» **Work to be completed**:
Locate every line in the items below that contains the string "puppy", and copy each such line in full. Case is significant.

----------

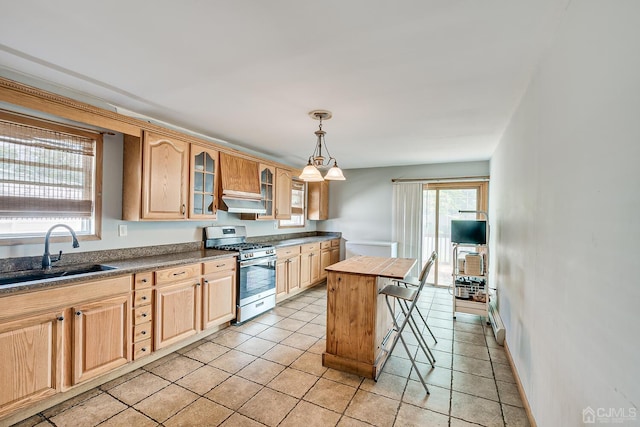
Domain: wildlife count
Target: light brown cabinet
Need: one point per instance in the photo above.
(218, 292)
(267, 193)
(287, 270)
(142, 314)
(283, 194)
(31, 355)
(100, 337)
(309, 264)
(318, 200)
(203, 183)
(165, 166)
(176, 304)
(155, 178)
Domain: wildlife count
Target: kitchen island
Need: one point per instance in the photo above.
(358, 321)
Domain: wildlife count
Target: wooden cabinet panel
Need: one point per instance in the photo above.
(173, 274)
(283, 194)
(101, 337)
(218, 298)
(309, 264)
(143, 280)
(203, 183)
(239, 175)
(141, 349)
(31, 355)
(176, 312)
(318, 200)
(288, 272)
(165, 172)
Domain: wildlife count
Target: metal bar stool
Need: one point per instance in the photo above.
(415, 283)
(407, 299)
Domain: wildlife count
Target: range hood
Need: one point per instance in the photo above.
(240, 185)
(238, 205)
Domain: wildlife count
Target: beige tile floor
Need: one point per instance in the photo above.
(269, 372)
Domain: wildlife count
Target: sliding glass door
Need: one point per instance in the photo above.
(442, 203)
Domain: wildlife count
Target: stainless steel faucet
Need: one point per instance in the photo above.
(46, 257)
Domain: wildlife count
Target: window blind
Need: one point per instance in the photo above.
(45, 173)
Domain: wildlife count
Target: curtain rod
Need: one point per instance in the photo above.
(457, 179)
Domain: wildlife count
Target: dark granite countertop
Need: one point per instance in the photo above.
(123, 267)
(131, 261)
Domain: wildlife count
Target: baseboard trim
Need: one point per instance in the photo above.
(523, 396)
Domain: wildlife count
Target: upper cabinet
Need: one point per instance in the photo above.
(203, 203)
(283, 194)
(267, 174)
(155, 180)
(318, 200)
(165, 165)
(239, 176)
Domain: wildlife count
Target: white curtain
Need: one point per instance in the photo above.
(407, 222)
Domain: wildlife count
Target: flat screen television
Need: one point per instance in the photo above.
(469, 232)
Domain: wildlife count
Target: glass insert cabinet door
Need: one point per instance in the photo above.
(267, 174)
(203, 182)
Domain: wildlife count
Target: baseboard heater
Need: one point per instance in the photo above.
(496, 323)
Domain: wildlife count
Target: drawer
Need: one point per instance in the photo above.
(310, 247)
(141, 349)
(176, 274)
(219, 265)
(142, 314)
(142, 332)
(143, 280)
(142, 297)
(288, 251)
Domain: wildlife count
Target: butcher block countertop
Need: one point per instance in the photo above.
(393, 268)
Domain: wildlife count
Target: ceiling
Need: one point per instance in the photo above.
(408, 82)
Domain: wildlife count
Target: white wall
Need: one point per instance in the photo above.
(141, 233)
(360, 207)
(565, 203)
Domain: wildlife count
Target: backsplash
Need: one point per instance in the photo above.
(102, 257)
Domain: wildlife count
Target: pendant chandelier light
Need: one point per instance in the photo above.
(317, 161)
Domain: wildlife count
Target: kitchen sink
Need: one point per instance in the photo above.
(33, 275)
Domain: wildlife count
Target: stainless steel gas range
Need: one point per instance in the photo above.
(256, 278)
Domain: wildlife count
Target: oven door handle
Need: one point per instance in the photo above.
(256, 261)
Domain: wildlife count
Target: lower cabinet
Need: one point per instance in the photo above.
(100, 337)
(218, 292)
(309, 264)
(287, 270)
(31, 355)
(177, 304)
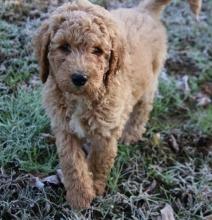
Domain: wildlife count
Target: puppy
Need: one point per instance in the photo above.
(100, 71)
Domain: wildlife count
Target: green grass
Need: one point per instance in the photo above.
(146, 175)
(22, 122)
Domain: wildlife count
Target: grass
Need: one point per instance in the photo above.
(147, 175)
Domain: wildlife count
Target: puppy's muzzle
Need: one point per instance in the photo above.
(79, 79)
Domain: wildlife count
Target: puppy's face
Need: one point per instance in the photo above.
(79, 54)
(81, 47)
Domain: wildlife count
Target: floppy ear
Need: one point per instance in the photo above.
(117, 56)
(41, 46)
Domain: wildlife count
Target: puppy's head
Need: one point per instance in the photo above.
(80, 46)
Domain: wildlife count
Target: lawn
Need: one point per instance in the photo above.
(171, 165)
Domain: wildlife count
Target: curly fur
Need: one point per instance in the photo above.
(115, 102)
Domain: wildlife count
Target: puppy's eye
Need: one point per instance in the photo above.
(97, 51)
(65, 48)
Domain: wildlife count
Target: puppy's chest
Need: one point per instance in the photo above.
(75, 123)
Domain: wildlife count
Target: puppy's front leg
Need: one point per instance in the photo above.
(101, 161)
(78, 180)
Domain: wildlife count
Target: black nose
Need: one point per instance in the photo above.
(79, 79)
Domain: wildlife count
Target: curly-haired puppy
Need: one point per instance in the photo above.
(100, 71)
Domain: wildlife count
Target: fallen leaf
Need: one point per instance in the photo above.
(207, 88)
(60, 175)
(195, 6)
(167, 213)
(209, 217)
(182, 83)
(202, 99)
(51, 179)
(36, 182)
(173, 143)
(151, 187)
(156, 139)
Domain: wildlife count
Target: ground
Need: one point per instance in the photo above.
(171, 165)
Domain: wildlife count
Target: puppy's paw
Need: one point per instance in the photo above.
(99, 187)
(80, 199)
(129, 139)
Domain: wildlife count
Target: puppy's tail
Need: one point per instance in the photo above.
(155, 7)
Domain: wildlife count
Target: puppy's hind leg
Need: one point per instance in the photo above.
(101, 161)
(78, 180)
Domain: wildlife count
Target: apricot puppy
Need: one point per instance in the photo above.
(100, 71)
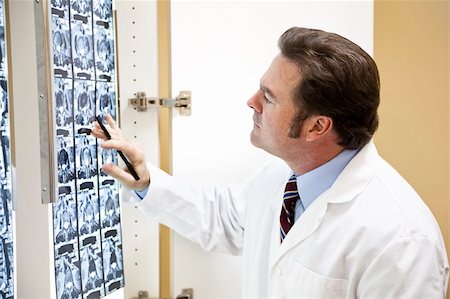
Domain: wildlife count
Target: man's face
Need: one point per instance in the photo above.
(274, 108)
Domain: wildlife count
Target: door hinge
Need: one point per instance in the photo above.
(185, 294)
(182, 102)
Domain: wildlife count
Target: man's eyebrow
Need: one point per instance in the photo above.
(267, 90)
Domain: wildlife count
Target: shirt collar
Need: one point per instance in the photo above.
(313, 183)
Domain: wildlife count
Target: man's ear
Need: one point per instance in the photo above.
(318, 127)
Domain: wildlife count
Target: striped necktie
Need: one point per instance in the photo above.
(287, 216)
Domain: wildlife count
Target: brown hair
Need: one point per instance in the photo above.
(338, 79)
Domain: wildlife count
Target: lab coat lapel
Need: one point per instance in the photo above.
(347, 186)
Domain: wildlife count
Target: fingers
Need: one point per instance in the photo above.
(110, 121)
(115, 171)
(126, 178)
(132, 151)
(97, 132)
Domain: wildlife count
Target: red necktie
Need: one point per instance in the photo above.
(287, 216)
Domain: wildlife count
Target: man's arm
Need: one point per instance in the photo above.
(210, 216)
(130, 149)
(410, 267)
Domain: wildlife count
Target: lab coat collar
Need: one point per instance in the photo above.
(347, 186)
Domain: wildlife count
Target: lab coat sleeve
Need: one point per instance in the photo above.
(410, 267)
(212, 216)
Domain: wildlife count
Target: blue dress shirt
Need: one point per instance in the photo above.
(313, 183)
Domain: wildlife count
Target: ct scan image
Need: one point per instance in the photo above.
(59, 6)
(113, 264)
(106, 100)
(5, 214)
(86, 157)
(88, 215)
(4, 121)
(67, 270)
(62, 62)
(102, 10)
(6, 269)
(106, 156)
(63, 105)
(82, 50)
(84, 102)
(92, 271)
(81, 8)
(65, 218)
(3, 64)
(66, 166)
(109, 204)
(5, 155)
(104, 53)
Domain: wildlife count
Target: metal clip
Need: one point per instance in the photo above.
(182, 102)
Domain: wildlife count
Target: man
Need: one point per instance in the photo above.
(330, 218)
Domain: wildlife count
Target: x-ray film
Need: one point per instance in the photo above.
(65, 218)
(3, 64)
(92, 271)
(67, 275)
(113, 264)
(106, 100)
(104, 53)
(102, 12)
(109, 206)
(106, 156)
(63, 106)
(62, 63)
(88, 213)
(6, 268)
(6, 218)
(82, 50)
(84, 102)
(60, 8)
(86, 157)
(86, 217)
(66, 163)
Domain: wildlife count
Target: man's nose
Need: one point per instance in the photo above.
(255, 103)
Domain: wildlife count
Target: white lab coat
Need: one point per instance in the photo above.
(368, 236)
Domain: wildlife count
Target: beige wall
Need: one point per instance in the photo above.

----------

» **Output of the exercise**:
Target: puppy
Target: puppy's muzzle
Target: puppy's face
Target: puppy's head
Target: puppy's eye
Target: puppy's chest
Target: puppy's front leg
Target: curly-haired puppy
Target: puppy's paw
Target: puppy's tail
Target: puppy's hind leg
Target: apricot puppy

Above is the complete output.